Print the records below exactly as they appear.

[start]

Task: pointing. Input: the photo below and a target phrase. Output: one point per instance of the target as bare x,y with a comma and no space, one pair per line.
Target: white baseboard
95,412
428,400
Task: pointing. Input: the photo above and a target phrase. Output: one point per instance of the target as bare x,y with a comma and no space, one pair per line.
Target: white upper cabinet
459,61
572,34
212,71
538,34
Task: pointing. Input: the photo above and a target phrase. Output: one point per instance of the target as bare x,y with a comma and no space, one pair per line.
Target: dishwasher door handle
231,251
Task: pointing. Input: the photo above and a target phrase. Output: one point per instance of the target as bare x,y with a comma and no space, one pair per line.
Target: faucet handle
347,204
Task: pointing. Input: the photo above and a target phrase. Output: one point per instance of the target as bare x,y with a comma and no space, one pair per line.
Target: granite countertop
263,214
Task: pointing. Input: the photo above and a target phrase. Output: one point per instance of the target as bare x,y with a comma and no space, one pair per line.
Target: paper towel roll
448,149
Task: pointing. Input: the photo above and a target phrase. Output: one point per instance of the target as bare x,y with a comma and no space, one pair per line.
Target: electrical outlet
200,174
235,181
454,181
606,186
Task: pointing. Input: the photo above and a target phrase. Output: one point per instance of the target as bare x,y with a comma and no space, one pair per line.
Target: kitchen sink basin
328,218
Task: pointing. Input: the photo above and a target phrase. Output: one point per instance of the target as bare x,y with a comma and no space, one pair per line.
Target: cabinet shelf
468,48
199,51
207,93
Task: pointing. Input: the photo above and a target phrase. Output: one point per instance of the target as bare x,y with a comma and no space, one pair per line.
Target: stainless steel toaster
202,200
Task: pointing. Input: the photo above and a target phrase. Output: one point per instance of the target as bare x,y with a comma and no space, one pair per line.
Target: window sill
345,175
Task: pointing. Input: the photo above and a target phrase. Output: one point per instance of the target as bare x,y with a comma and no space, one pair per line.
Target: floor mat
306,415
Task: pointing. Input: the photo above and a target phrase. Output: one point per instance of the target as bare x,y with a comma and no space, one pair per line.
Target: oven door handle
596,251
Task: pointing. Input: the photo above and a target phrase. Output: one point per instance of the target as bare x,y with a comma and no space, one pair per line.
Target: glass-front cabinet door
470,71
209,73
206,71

[end]

COMPLETED TASK:
Task: pointing. Input: the photo below and a target phrase. Output: one point per instance of the target as bare x,y with a comma and no space, one pair per line.
Target: white baseboard
95,412
428,400
Task: pointing. Input: the photo above and a target phrase. Output: one point per instance of the target as bare x,y with a comma and no space, one pair per line.
Target: white upper cabinet
459,61
572,34
212,71
538,34
Task: pointing. Input: the photo above and a target phrase. Output: one point per instance of the target as bare x,y with a comma and no space, one pair per line.
Target: dishwasher door handle
231,251
Task: pointing. Input: the photo above and a target phrase. Output: one point per instance of the target as bare x,y with a comma and no space, one pair per line.
Target: faucet handle
347,204
Task: pointing. Input: the photo above and a target phrase. Output: one point per instance of the target as bare x,y with a comma and no space, one pair per line.
Target: granite countertop
263,214
Task: pointing. Input: the photo above and a target phrase. Output: one point per instance of the target as bare x,y with a comma and no space, one pair per line.
Target: paper towel roll
448,149
Task: pointing. Input: the photo above and a target phrase. Output: one point per instance of the target as bare x,y with a comma and no space, one pair per line.
Target: electrical outlet
200,174
235,181
454,181
606,186
Task: pointing. Input: the photo above and a target phrase. Output: one point per instance of the target as bare x,y with a comma and no space, one pair per line.
Target: kitchen sink basin
328,218
Task: pointing. Input: the photo above and a target phrase. Output: one point per instance of the target as bare x,y with a comma and no space, one pair per line.
Target: cabinet shelf
468,48
199,51
207,93
Task: pointing. Input: the photo above and a target phrase. Output: one point per instance of the target as bare x,y with a comma and no space, one pair per line.
Target: stainless steel toaster
202,200
Task: pointing. Input: the photo above and a target phrase. Output: one point per instance of the target as bare x,y with a comma and no space, one pair per line.
Target: window sill
345,175
Task: pointing. Input: the photo above and a target phrase. Output: one point per instance of the target as bare x,y with a comma and no space, one pair per line.
Target: floor mat
306,415
Task: pointing. Input: the photo above and a target phrase. Output: one point per instance of the target as bare x,y with a comma and no space, one pair per line.
Target: oven door handle
596,251
Task: pointing. Input: the photo above and a target phrase. Output: one point per instance of the target as bare x,y with a comma and no space, one pair per line.
Target: glass-front cabinet door
470,71
209,73
206,71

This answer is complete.